Reading text.
* * * * * * *
MJC Engineering is a custom machine tool builder in Huntington Beach, Calif., specializing in metal-spinning machines for sheet spinning, flow forming, wheel spinning and others. MJC machines typically use large volumes of hydraulic power in operation.
About three years ago, the president at MJC, Carl Lorentzen, began investigating the configuration of the hydraulic units used on his company’s machinery. Lorentzen was interested in servo-pump technology, having read about its application in other industrial uses.
“We had looked at a variety of ways to improve the energy efficiency of our machines. Being a California company, there are substantial incentives offered here for documented energy savings in machine building and operations. Plus, I felt it was simply the right course of action to do our part in protecting natural resources,” said Lorentzen. He also cited a recent incident where MJC changed insurance carriers and, as part of the company safety audit, sound levels were tested and the hydraulic power units were a concern.
* * * * * * *
Actions to take.
a: Retype the passage about MJC Engineering, starting with "MJC Engineering is" and going on through "power in operation.".
b: Say whether each statement agrees with the passage about MJC Engineering. Answer yes or no, and quote the words that decide it.
(i) MJC Engineering is based in Huntington Beach, Calif.
(ii) Lorentzen began investigating the hydraulic units about five years ago.
(iii) The hydraulic power units were a concern when sound levels were tested during a safety audit.
c: In the passage about MJC Engineering, who is the president of the company?

Information shown.
* * * * * * *
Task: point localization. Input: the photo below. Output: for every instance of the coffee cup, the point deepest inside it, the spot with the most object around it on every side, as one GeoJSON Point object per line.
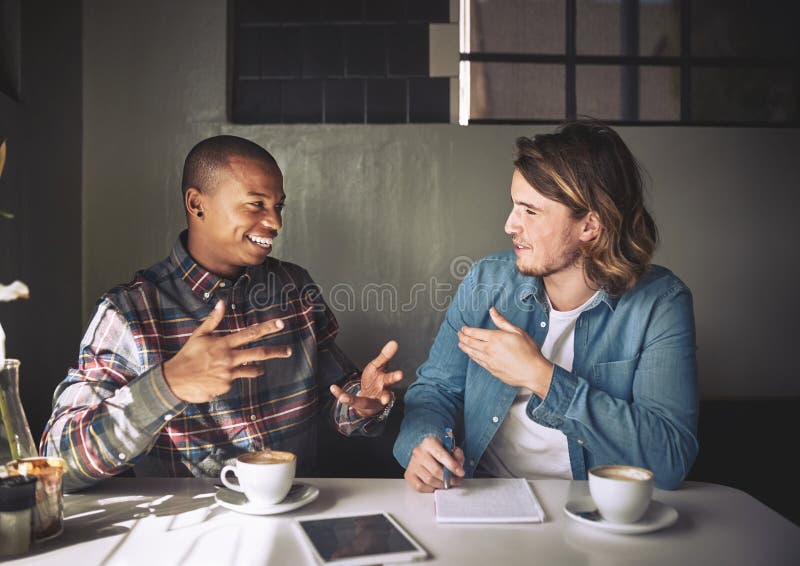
* * * * * * *
Final results.
a:
MJC Engineering is a custom machine tool builder in Huntington Beach, Calif., specializing in metal-spinning machines for sheet spinning, flow forming, wheel spinning and others. MJC machines typically use large volumes of hydraulic power in operation.

b:
(i) Yes: "MJC Engineering is a custom machine tool builder in Huntington Beach, Calif."
(ii) No: "About three years ago, the president at MJC, Carl Lorentzen, began investigating the configuration of the hydraulic units"
(iii) Yes: "sound levels were tested and the hydraulic power units were a concern"

c: Carl Lorentzen.